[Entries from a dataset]
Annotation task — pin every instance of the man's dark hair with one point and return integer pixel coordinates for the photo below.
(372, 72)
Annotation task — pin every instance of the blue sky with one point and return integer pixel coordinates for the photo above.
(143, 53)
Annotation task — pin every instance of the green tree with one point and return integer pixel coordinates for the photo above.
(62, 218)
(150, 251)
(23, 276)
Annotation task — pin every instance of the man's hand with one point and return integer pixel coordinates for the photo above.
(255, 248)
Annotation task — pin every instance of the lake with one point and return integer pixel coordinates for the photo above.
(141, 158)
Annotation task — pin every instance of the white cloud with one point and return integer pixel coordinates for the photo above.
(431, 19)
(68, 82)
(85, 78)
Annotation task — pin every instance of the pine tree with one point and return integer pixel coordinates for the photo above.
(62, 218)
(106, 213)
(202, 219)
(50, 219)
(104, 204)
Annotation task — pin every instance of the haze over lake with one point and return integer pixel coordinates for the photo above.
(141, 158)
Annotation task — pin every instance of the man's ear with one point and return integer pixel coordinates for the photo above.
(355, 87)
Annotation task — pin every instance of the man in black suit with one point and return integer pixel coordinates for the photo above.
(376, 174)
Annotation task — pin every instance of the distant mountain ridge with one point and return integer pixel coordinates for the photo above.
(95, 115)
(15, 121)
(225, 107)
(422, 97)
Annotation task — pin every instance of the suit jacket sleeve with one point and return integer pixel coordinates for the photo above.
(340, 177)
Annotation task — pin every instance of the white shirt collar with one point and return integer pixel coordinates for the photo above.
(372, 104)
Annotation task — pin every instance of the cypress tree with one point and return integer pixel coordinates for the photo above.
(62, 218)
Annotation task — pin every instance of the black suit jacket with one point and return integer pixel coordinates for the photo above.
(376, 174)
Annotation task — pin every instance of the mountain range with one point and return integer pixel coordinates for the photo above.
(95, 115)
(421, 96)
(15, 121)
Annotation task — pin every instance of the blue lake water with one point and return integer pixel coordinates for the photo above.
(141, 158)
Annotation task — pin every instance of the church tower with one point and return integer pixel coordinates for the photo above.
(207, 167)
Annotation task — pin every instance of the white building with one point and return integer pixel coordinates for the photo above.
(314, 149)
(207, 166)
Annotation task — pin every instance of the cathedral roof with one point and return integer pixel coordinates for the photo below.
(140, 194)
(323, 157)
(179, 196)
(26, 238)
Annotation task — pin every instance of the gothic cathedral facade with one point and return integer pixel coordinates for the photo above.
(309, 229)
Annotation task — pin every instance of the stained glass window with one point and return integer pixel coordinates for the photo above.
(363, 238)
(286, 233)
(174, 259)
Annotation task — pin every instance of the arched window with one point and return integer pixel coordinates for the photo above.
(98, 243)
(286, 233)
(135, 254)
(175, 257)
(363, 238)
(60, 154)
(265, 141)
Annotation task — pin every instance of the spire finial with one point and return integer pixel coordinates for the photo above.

[Aim]
Each line from the one containing "Annotation task — pin every instance of the gothic" through the end of the entries, both included, is to be returned exactly, with no other lines.

[Answer to this exercise]
Annotation task — pin every instance of the gothic cathedral facade with one point and return integer pixel coordinates for the photo above.
(309, 229)
Annotation task — pin every instance of the stained glass window with one point and return integer pixel coordinates for the photo above.
(363, 238)
(286, 233)
(174, 259)
Annotation task — pin every instance of the arched window with one point and return integer pixel coordinates for the photo above.
(98, 243)
(286, 233)
(135, 254)
(175, 257)
(363, 238)
(60, 154)
(265, 141)
Annotation task — pin every instance of the spire finial with one point and return integer pixel coordinates for the photo above.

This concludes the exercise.